Set task 1: In the film review, where do the seven royal figures converge?

Page text:
..........

- Directed by: Anthony Harvey.
- Written by: James Goldman. Based on The Lion in Winter by James Goldman.
- Starring: Peter O’Toole, Katharine Hepburn, Anthony Hopkins, John Castle, Nigel Terry, Timothy Dalton, Jane Merrow.
- Rated: PG.
The Lion in Winter is more of a talkie than a movie. James Goldman adapted the screenplay from his own play, a successful 1966 Broadway production. It is quite apparent in director Anthony Harvey’s shooting. Harvey would make an excellent stage director, as he produces satisfactory and often transcendent performances, but he’s a mediocre film director. Despite the sheer scale of the film’s settings, Harvey’s film is exemplary of many ’60s movies that are photographed with muted palettes rendering the screen dull but not dark. There is a fair share of interesting shots, but this is a film that places sound above sight.
Goldman’s script is a doozy, to say the least. Seven royal figures have converged upon the castle of Chinon to debate the heir to the throne of England, and they hurl savage wit at each other by way of greetings. Deceit and ulterior motives are not expected for inclusion in the games, they’re required. The Lion in Winter is labyrinthine, a tangled web in which we follow a character’s expectations through to his tactics, only to realize that the tables have turned in the time it took us to wash up for the first course. Radical shifts in tone are delivered with effortless rapid fire. We are enthralled as we see verbal sparring matches leading to physical altercations followed by breakdowns and revelations. Inevitably each character admits defeat until they are given a meager gift to work with and strengthen their resolve. This is a mean, vicious cycle for a mean, vicious movie.

..........

[Object point labels]

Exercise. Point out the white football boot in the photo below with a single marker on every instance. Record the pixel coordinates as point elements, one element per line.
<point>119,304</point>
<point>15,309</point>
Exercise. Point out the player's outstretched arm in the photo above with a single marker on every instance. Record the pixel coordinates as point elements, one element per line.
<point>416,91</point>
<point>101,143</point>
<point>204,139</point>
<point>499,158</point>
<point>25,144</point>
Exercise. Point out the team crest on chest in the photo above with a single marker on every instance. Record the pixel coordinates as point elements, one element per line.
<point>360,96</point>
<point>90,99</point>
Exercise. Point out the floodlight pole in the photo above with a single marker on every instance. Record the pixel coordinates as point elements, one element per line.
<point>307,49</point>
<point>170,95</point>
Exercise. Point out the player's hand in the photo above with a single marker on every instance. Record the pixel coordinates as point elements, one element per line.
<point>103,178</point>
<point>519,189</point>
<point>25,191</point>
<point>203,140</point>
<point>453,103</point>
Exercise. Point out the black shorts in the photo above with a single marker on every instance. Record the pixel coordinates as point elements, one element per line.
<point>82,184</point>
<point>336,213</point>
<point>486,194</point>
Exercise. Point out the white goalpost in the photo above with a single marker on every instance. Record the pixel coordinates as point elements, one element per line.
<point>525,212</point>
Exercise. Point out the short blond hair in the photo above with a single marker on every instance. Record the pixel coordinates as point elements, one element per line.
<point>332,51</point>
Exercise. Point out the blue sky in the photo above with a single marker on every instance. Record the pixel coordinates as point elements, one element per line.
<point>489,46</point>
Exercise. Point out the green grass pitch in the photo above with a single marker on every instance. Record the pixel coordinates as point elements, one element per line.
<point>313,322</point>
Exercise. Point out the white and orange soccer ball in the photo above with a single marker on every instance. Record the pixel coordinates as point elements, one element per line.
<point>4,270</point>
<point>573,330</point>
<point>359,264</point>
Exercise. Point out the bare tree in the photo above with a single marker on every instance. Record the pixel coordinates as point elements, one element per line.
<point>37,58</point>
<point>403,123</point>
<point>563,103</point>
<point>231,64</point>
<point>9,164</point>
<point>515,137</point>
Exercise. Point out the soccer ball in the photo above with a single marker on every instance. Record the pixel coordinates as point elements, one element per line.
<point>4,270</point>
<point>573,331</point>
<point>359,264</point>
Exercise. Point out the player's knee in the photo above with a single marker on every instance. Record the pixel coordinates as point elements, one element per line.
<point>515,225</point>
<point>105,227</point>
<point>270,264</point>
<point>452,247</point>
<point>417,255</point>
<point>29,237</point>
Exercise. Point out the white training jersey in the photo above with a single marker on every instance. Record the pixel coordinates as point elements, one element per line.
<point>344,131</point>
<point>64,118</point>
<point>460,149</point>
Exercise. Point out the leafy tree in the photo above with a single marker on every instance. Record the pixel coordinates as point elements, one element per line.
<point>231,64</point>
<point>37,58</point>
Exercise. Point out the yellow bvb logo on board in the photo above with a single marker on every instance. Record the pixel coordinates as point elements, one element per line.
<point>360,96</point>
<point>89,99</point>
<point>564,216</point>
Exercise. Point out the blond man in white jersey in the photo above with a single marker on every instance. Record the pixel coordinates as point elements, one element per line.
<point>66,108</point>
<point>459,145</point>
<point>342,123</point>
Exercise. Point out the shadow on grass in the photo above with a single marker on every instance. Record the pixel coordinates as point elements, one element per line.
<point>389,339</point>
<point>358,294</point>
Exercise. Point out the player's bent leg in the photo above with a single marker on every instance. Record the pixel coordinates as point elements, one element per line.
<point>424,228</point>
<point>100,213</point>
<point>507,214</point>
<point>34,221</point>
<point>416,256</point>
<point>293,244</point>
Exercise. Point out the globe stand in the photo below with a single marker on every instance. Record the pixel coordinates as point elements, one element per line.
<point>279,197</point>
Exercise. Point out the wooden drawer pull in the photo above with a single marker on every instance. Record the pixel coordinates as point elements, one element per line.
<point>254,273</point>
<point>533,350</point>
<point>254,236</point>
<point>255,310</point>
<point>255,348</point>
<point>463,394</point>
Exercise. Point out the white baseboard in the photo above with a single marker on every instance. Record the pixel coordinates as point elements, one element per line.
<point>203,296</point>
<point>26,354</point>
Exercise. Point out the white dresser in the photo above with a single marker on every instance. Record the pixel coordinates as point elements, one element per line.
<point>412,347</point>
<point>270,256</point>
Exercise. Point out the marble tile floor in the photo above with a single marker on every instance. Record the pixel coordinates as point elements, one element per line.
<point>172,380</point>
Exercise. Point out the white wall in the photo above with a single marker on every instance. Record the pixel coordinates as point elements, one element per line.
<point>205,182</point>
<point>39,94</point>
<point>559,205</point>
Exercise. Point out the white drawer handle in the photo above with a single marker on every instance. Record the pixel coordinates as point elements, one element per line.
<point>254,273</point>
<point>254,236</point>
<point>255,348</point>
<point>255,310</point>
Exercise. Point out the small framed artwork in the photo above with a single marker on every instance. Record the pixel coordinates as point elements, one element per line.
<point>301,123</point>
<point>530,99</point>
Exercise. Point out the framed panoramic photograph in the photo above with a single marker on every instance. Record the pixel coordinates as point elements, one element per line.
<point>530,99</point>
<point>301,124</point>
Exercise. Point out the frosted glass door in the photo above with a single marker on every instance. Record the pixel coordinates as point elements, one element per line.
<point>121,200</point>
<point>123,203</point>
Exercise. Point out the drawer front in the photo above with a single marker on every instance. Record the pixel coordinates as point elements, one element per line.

..........

Set task 2: Please give the lines of the records from the one holding "Exercise. Point out the white dresser" through the one holding "<point>172,380</point>", inclusive, as a JSON list of strings with one string per line.

Full response 1: At the castle of Chinon.

Full response 2:
[
  "Exercise. Point out the white dresser in the photo above with a single marker on every instance. Record the pixel coordinates as point elements, one element per line.",
  "<point>412,347</point>",
  "<point>270,256</point>",
  "Exercise. Point out the marble tile floor in the photo above with a single marker on every instance. Record the pixel coordinates as point elements, one element per line.",
  "<point>172,380</point>"
]